Data records:
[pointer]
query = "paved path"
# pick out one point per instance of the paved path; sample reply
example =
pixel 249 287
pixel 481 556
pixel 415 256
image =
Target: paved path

Work request:
Nothing is to be left out; reproduce each record exactly.

Exercise response:
[pointer]
query = "paved path"
# pick out one point per instance of the paved path; sample reply
example =
pixel 249 287
pixel 481 556
pixel 415 256
image =
Target: paved path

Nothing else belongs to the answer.